Required task: Pick out every line in the listing below that contains the string "foliage", matching case exactly, and copy each such line in full.

Given information:

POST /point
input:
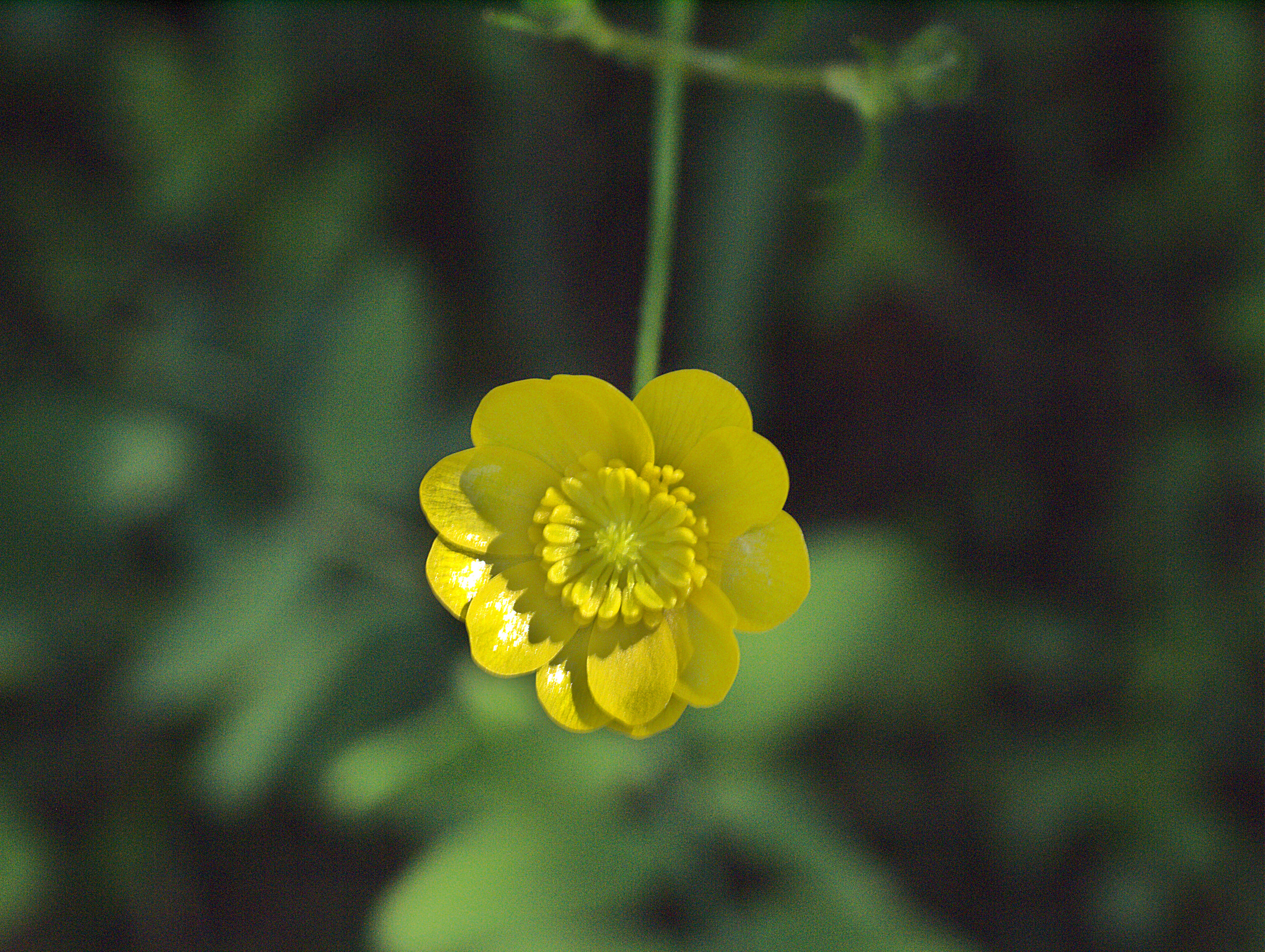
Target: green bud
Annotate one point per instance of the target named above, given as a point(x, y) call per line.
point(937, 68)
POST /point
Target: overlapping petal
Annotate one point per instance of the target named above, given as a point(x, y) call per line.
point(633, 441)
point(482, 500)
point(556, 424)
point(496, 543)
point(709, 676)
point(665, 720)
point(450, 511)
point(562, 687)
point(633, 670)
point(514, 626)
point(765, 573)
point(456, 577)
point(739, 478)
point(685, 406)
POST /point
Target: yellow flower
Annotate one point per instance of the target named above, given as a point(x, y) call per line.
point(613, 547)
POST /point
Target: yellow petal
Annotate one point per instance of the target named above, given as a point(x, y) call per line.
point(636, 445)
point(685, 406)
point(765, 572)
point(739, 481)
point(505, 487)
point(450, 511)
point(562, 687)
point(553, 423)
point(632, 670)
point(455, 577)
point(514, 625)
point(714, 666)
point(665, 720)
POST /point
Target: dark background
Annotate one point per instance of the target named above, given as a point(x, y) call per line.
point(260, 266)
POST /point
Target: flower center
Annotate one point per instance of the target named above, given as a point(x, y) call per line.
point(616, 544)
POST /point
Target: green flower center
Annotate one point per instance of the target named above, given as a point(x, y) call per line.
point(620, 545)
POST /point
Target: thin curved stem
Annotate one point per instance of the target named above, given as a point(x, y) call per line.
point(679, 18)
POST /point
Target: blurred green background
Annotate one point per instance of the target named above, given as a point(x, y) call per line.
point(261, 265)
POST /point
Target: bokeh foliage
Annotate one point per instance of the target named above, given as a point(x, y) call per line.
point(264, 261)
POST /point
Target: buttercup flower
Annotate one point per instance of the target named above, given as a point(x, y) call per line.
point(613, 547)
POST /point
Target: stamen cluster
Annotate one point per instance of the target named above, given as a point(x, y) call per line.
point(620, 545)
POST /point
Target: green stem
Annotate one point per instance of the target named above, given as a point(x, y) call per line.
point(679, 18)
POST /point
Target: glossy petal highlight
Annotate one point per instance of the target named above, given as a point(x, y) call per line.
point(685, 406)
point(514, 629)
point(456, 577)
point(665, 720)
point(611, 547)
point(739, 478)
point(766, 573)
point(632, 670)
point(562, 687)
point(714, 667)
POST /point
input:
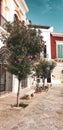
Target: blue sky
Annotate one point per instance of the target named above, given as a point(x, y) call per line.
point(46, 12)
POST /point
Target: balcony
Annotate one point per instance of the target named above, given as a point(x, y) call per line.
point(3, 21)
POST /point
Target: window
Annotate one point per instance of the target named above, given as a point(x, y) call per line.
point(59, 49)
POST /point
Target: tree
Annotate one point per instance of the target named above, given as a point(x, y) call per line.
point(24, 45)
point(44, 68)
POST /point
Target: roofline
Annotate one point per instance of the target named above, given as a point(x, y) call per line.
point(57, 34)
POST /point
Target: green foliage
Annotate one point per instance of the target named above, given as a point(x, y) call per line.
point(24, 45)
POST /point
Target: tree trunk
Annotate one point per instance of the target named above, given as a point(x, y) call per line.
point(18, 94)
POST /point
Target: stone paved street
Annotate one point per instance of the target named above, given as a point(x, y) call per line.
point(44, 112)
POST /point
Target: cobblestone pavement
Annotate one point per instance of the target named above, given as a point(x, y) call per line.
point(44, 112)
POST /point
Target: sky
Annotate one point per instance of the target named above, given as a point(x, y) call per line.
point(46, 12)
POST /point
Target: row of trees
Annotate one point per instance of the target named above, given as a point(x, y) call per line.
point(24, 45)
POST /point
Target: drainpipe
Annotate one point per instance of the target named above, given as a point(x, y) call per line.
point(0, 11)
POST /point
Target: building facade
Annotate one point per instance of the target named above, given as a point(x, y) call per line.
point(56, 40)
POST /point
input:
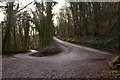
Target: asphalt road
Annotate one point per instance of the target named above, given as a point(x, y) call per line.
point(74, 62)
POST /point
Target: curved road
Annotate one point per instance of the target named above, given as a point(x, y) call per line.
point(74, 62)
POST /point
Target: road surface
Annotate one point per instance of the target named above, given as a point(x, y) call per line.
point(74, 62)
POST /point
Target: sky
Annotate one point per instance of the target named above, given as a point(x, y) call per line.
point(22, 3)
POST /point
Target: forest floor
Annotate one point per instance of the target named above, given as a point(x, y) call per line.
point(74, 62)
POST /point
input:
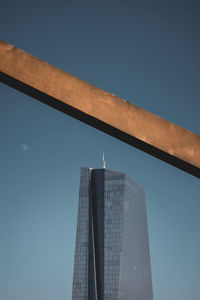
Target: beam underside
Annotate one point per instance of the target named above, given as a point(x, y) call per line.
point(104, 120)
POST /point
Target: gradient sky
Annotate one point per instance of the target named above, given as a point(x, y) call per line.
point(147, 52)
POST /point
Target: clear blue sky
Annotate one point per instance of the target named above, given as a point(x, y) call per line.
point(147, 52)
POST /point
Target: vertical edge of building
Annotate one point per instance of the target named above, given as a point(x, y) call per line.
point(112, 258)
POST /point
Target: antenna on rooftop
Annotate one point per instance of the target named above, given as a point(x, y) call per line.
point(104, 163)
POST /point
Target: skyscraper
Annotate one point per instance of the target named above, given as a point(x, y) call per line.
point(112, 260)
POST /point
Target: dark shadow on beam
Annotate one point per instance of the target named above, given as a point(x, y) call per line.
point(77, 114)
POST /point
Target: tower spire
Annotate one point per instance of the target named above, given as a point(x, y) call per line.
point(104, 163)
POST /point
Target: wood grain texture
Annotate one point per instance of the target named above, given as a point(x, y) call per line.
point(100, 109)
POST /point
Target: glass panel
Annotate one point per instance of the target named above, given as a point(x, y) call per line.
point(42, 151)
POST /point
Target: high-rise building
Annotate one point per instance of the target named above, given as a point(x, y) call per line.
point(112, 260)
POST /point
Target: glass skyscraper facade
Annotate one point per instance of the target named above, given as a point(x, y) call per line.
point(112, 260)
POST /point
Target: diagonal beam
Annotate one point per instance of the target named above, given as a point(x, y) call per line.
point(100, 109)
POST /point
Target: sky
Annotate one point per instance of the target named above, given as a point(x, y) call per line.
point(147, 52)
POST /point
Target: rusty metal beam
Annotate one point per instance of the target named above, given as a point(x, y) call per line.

Solution to the problem:
Target: bokeh foliage
Target: green foliage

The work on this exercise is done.